REQUIREMENTS:
• 1. Copy the stretch of the V-E Day memoir from "MORENO VALLEY, CA., U.S.A." through "my young head.", replacing "cryptographer" with "code clerk".
• 2. Carry on the V-E Day memoir from where it stops.

EXTRACT:
[start]
Wed, 06/28/2023 - 7:00am by Harlady

SSgt. Howard A. Ellis, USAAF, at Membury Air Station, England, 1944 -

 

MY GOD, THE LIGHTS ARE ON...DUCK!

by HOWARD A. ELLIS, MSgt. USAF-retired

 

MORENO VALLEY, CA., U.S.A.

 

April 17: I’ve been retired from military service since 1965, after 23 years of military service in the United States Army Air Corps, the regular Army and the United States Air Force. I haven’t worn the uniform since Feb.1, 65 but there’s one memory of that military career I treasure above all others - V-E DAY, MAY 8, 1945 at our base at Monchengladbach, Germany where we’d only been assigned a month earlier.

 

No less patriotic and victory-hungry than any combat trooper, from a survival standpoint this 20-year-old NCO was one of the lucky ones...A non-combatant support troop assigned to the behind-the-lines 877th Signal Service Company, 16th Air Depot Group, 9th Air Force Support Command. I was a cryptographer always kept in a safe/secure place cause I had secrets in my young head.

 

If I recall correctly, the morning of that Great Day when the war ended, I was busy with one of our men deciphering a coded message from Hq.....to our gratitude, it announced, The German High Command has unconditionally surrendered and hostilities have ceased this date. We’d all been expecting the news what with The Allies sweeping across Germany trying to catch up with the speedingly victorious armored tank forces of Gen. George Patton and his heroes. But that confirming message evoked the sheer awesome realization the war was over...and grabbing the decoded message, I ran from the Code Room into the Message Center wildly waving the message and shouting, the war is over, the war is over…

 

My buddies were obviously not surprised, but just as obviously amused...whats the big deal, Sarge? one of the clerks asked. We heard it on AFRS radio a few minutes ago and didnt want to bother you cryptonuts while you were busy...we didn’t know what kind of incoming you were working on.
[end]
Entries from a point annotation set
[start]
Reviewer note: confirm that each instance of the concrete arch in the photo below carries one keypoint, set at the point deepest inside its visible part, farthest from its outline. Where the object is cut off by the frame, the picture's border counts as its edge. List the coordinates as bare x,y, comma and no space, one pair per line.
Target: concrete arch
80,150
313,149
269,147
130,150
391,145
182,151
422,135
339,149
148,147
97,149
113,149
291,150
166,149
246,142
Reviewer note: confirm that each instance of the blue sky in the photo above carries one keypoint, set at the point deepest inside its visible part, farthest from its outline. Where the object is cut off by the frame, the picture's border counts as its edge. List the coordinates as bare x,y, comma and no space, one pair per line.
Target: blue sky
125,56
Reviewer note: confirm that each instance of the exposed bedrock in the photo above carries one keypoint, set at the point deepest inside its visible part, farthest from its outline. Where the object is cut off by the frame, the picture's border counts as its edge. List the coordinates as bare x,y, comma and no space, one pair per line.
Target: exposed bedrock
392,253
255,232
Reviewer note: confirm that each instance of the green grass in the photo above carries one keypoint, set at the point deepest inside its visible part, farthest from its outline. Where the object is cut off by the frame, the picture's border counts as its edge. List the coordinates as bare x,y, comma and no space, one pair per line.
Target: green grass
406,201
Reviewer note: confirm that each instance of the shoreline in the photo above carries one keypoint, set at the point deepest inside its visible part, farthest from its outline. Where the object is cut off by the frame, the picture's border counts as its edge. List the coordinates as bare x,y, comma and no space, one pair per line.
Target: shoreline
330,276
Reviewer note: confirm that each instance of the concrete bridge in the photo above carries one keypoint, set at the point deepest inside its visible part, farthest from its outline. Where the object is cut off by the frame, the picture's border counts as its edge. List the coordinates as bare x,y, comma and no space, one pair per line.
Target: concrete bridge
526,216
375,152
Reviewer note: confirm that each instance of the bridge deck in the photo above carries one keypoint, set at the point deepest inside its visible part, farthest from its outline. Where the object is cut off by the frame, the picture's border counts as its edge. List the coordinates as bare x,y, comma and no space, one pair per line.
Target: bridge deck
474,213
[end]
RESULTS IN ORDER:
• 1.
MORENO VALLEY, CA., U.S.A.

 

April 17: I’ve been retired from military service since 1965, after 23 years of military service in the United States Army Air Corps, the regular Army and the United States Air Force. I haven’t worn the uniform since Feb.1, 65 but there’s one memory of that military career I treasure above all others - V-E DAY, MAY 8, 1945 at our base at Monchengladbach, Germany where we’d only been assigned a month earlier.

 

No less patriotic and victory-hungry than any combat trooper, from a survival standpoint this 20-year-old NCO was one of the lucky ones...A non-combatant support troop assigned to the behind-the-lines 877th Signal Service Company, 16th Air Depot Group, 9th Air Force Support Command. I was a code clerk always kept in a safe/secure place cause I had secrets in my young head.

• 2.
 

Formation was called and our commander, Maj. Joseph A. Plihal, put us at ease and made it formal, advising us to get back to business as usual...I think wer’e now an occupation army. On this first day of Peace in Europe after six years of war, it was only natural to head toward the recreation center on our former Luftwaffe training base and talk about going home...My buddy Cpl. Jerry Lorenz of Passaic, New Jersey, and I decided to head to the club right after evening chow when it was already getting dark. Excitedly we hastened across a field to the club in an old Luftwaffe hanger... As we walked in the gathering darkness through the middle of that otherwise empty field...sort of as big as a soccer field...SUDDENLY from every place on the base lights went ON and we were standing alone literally ablaze in a sea of daylight...Long used to wartime blackouts indoors and out, for an instant we panicked as Jerry hollered, MY GOD, THE LIGHTS ARE ON, DUCK! ITS LIKE DAYLIGHT, HIT THE DIRT...

 

We ducked and we dived...throwing ourselves to the ground and covering our heads...and then burst into laughter...When the lights come on again, all over the world, then there’ll be time for things... was it Vera Lynn who sang that?

 

Jumping abashed to our feet we looked around as we heard whistles and sirens piercing the electricity-illuminated daylight...and simultaneously blurted, the lights ARE on again, the blackouts are over, the (CENSORED) war is over...no more air raids, no losing guys in the fighting, no more shooting, none of it...and were really gonna go home...and we two yanks found ourselves hugging and, dammit, squeezing some tears of relief and joy - Hey, even support troops can experience that kind of euphoria knowing we’ve ALL survived the worst war in history. Jerry Lorenz and I finally made it to the recreation center and the celebrating buddies who’ve all apparently disappeared from our lives and into the time warp of that era. It was our V-E Day, May 8, 1945; by July we had boarded the U.S.S. Wakefield, an American troopship at LaHavre, France, and did sail home.

 

A month later, Japan surrendered (I was actually on Time Square in New York City when THAT was announced - WOW!!) Military plans to transfer our 877th to the Pacific Theater of Operations became obsolete and our outfit, back from furloughs, was re-assembled at an airfield near Laredo, Texas.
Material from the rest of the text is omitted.